**Data for review**

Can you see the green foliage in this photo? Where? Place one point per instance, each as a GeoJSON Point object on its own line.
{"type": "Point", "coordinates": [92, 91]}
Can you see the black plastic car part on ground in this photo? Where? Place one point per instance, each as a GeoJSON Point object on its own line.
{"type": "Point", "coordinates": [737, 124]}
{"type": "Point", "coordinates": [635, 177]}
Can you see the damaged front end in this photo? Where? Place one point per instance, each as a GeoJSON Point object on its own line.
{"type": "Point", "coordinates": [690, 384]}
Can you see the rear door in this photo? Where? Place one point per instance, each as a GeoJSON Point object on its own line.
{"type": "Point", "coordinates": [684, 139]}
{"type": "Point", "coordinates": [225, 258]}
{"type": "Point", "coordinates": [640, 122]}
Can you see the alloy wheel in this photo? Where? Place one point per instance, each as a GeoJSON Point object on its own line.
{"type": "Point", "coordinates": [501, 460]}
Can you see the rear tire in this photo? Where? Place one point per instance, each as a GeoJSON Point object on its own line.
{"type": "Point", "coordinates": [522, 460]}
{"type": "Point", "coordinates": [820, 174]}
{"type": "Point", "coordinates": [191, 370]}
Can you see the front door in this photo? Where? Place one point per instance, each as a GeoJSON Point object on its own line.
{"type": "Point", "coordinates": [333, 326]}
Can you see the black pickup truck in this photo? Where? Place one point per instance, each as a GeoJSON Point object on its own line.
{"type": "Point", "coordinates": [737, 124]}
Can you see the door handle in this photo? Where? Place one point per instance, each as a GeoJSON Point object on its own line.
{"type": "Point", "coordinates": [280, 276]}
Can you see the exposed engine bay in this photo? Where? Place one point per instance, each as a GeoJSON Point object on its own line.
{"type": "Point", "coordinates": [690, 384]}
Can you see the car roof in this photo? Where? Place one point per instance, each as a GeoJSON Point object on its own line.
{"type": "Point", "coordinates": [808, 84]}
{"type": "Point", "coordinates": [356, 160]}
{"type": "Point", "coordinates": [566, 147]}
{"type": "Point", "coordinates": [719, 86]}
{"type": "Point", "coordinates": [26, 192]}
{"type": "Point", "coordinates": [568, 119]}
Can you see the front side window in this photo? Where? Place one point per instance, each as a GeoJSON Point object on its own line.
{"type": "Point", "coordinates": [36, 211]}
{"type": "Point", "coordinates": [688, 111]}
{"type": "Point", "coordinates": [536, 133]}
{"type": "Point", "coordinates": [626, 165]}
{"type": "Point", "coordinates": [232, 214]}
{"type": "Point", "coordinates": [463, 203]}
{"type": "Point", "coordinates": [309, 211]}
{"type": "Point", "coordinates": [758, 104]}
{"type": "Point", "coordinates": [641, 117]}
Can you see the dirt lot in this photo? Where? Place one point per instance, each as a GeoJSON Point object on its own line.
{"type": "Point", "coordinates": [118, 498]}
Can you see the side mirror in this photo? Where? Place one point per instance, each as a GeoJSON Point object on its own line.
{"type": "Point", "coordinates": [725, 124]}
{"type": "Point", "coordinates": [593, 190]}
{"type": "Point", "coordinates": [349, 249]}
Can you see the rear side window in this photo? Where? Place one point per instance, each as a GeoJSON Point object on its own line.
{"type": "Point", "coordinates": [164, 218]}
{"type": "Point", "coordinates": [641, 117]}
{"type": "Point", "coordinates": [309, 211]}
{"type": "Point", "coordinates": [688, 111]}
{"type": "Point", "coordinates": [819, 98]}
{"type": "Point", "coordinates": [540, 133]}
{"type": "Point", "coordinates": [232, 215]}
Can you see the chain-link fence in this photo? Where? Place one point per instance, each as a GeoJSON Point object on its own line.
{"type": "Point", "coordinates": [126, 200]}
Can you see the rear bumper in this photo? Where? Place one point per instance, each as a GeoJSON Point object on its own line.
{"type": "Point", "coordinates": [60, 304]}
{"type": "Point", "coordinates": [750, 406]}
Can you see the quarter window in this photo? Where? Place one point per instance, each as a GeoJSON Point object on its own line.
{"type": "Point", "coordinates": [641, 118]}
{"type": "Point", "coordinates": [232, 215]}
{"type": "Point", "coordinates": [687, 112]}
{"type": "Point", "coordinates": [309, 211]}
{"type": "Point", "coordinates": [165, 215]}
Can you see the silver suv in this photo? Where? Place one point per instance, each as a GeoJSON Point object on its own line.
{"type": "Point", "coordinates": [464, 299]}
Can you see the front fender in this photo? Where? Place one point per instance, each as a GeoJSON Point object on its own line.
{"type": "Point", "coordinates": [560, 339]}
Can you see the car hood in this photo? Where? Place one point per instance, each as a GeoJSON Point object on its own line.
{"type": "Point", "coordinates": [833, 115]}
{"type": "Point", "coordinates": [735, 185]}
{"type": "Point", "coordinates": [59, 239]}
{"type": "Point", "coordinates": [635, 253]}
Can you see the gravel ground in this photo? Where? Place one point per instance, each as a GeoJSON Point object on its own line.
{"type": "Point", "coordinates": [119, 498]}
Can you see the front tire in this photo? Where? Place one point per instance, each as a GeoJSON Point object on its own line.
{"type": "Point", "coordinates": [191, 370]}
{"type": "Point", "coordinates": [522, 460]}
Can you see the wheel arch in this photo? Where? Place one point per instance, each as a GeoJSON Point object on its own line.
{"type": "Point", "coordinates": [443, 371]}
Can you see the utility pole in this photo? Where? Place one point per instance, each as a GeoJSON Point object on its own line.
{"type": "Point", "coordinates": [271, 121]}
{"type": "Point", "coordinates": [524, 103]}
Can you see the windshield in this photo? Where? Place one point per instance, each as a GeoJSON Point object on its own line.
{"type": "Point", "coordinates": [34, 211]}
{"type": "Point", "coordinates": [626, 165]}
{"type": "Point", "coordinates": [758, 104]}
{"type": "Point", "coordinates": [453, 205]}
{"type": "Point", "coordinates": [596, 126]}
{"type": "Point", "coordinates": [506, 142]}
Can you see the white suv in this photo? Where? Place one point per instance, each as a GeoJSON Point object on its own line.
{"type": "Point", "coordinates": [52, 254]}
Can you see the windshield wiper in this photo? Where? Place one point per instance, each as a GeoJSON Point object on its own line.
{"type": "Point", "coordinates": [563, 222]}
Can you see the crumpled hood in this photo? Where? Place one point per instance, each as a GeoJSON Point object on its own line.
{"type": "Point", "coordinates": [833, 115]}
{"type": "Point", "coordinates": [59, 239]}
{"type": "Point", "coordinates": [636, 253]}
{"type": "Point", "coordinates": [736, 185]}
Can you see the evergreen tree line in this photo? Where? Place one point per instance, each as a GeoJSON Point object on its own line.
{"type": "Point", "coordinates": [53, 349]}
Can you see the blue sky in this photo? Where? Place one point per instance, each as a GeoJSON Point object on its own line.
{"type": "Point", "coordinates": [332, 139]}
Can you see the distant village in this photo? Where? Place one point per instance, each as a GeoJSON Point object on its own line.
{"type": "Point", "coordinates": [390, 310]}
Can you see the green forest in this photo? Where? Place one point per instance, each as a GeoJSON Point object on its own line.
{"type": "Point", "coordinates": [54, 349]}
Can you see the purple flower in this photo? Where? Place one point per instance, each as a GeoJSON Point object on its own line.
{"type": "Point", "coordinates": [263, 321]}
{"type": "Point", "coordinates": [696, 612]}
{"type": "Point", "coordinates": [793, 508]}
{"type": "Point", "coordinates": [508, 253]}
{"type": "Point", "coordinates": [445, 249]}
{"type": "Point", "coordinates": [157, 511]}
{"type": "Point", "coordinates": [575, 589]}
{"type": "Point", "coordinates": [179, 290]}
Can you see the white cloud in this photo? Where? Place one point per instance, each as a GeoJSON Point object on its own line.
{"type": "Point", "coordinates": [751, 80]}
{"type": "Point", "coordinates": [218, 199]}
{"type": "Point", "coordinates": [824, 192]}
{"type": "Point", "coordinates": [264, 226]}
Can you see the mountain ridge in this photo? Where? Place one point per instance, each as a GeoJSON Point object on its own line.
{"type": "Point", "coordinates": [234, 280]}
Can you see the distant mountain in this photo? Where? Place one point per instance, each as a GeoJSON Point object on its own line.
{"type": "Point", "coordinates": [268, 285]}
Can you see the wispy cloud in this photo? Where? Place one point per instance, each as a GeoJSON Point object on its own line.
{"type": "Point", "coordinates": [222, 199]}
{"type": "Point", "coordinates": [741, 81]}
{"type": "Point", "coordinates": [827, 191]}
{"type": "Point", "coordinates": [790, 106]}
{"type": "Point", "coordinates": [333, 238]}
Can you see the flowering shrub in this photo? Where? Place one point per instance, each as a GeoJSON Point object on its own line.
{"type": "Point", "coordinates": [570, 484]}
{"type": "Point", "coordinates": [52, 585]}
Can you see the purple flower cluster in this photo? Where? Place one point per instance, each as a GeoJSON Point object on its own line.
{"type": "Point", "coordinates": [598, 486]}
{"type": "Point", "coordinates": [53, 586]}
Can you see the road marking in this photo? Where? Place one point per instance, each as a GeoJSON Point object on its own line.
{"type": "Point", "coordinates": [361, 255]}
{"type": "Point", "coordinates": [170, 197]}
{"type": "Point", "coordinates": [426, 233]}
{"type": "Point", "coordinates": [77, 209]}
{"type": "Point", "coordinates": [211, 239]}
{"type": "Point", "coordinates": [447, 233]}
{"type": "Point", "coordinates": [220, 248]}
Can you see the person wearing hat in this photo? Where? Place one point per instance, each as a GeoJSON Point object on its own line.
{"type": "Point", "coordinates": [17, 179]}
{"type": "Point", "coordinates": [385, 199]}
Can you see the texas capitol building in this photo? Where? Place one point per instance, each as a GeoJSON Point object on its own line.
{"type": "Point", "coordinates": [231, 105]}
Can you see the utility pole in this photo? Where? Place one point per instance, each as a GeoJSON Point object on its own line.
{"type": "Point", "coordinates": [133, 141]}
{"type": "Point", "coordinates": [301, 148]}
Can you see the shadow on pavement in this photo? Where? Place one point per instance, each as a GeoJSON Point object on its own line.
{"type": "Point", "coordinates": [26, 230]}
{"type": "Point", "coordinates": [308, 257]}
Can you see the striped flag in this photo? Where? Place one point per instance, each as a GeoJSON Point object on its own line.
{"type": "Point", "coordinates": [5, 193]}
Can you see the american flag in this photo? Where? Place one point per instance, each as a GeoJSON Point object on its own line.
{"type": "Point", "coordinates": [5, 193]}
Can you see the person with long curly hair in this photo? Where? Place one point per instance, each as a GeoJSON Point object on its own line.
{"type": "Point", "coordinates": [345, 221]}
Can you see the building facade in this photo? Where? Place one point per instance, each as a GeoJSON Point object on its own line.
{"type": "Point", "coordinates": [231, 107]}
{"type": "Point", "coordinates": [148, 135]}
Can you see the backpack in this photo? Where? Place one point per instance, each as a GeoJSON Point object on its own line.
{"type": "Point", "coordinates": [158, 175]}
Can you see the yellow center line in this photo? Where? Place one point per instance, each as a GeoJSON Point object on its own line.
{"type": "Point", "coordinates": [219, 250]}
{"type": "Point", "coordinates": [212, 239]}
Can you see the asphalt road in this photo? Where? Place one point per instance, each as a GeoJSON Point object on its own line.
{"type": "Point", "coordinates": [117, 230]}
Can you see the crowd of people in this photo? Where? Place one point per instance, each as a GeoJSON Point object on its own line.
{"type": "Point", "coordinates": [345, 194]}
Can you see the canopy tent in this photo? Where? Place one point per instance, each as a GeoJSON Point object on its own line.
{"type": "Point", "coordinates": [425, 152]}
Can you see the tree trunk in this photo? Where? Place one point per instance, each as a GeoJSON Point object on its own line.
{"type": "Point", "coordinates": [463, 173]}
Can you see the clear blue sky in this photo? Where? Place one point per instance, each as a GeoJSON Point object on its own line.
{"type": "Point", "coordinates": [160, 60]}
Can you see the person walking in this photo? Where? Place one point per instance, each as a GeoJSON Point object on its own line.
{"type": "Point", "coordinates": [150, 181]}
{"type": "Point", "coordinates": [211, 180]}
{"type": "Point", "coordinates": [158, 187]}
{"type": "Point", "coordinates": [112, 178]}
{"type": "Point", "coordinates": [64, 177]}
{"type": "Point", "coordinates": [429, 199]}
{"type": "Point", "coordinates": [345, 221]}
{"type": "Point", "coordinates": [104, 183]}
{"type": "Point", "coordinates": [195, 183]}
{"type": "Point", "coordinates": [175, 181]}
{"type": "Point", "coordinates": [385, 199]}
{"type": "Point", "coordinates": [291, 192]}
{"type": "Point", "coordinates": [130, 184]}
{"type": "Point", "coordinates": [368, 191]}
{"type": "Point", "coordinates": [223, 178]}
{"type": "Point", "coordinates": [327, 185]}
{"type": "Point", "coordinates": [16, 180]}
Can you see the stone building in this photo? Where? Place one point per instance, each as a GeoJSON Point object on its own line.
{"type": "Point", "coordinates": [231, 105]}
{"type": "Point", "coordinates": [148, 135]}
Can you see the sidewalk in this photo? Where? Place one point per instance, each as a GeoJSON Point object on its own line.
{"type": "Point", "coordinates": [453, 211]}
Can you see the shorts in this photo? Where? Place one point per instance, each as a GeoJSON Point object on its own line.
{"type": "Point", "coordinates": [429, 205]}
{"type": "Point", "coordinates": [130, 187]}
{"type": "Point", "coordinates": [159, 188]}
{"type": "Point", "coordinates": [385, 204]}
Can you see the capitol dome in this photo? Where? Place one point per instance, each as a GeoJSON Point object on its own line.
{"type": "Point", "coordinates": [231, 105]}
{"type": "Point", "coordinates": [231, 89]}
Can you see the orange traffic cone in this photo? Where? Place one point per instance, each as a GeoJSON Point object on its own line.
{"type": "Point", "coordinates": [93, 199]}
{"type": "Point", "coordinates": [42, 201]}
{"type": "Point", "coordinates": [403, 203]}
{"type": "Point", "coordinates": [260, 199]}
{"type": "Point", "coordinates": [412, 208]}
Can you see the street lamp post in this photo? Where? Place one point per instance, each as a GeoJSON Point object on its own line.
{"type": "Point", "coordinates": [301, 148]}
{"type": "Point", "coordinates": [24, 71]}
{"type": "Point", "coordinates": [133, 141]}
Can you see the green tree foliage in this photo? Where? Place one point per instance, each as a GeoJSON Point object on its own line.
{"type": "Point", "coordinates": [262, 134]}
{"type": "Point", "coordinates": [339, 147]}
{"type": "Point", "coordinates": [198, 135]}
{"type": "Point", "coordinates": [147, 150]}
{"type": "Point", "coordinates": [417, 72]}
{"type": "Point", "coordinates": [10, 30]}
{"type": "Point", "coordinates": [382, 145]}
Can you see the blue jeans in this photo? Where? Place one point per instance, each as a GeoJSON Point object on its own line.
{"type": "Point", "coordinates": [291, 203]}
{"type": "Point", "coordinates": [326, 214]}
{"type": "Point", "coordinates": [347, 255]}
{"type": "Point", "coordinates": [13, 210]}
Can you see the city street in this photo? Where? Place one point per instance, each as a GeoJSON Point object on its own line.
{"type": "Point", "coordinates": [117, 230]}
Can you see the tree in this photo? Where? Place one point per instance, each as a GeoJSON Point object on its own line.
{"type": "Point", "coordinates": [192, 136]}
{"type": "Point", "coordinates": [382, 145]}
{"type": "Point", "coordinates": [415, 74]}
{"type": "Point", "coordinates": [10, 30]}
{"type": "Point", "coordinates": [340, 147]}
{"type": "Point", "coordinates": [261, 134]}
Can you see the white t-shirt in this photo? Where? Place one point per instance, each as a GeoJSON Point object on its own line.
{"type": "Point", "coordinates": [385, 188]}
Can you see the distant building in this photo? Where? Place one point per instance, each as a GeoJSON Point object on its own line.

**Work order**
Set down exactly what runs from the line containing "Can you see the white t-shirt" through the last line above, both lines included.

**Solved exercise**
Can you see the white t-shirt in this photo? Where? Place one point per instance, each as a GeoJSON Point object on its own line.
{"type": "Point", "coordinates": [385, 188]}
Can you see the distant building in this photo? Where? Place one point per instance, each as a GeoJSON Point object on its own line.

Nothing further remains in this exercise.